Listed entries
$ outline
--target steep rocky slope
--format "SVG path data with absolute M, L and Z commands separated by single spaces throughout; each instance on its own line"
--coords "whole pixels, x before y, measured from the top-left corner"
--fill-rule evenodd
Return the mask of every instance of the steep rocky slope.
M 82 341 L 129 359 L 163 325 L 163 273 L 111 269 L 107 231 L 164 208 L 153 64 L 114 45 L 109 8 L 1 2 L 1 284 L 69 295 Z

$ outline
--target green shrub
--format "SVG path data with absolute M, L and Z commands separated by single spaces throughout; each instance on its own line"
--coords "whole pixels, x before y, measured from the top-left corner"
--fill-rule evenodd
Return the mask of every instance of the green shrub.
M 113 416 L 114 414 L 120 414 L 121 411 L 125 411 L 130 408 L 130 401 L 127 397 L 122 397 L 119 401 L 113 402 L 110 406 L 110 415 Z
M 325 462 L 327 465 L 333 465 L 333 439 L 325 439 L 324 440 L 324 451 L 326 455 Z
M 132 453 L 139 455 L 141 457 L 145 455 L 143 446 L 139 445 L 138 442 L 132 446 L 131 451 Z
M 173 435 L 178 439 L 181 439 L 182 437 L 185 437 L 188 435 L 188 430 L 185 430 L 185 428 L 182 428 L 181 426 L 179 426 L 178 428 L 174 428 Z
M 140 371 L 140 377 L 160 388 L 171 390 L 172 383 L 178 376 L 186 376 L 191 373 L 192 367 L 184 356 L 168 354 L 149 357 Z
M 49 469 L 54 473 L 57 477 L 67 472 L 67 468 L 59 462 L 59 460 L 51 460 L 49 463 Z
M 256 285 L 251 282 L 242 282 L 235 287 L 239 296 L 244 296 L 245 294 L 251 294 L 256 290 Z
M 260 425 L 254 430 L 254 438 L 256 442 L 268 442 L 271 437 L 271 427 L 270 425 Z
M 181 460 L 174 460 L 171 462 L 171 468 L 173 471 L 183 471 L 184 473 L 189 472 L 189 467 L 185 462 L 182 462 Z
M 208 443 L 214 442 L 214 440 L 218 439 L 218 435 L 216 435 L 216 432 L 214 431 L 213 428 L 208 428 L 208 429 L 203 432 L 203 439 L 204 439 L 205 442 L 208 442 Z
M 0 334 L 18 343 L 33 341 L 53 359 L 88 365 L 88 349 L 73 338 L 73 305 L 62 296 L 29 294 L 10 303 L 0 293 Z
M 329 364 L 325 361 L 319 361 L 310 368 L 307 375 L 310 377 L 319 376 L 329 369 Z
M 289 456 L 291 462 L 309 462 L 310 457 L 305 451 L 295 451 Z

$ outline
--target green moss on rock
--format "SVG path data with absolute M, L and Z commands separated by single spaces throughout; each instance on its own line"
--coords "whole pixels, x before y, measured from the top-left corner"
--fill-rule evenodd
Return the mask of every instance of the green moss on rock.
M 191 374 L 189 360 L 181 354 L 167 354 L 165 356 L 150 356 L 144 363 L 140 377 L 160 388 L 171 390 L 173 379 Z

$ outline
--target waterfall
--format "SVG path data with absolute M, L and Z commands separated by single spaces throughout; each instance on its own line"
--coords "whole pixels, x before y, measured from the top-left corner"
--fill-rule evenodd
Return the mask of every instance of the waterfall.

Problem details
Write out again the stretch from the start of the records through the line containing "M 82 341 L 129", both ends included and request text as well. Offset every coordinate in the answers by 120.

Solution
$ outline
--target steep rocky slope
--format "SVG path data with absolute M, L and Z commands separated by single spaces throughout; each instance on its own line"
--coords "whole pixels, x before y, measured from the top-left corner"
--fill-rule evenodd
Return the mask of every instance of the steep rocky slope.
M 202 461 L 249 479 L 283 445 L 283 393 L 231 389 L 227 351 L 284 328 L 273 184 L 234 165 L 229 128 L 121 122 L 121 404 L 189 415 Z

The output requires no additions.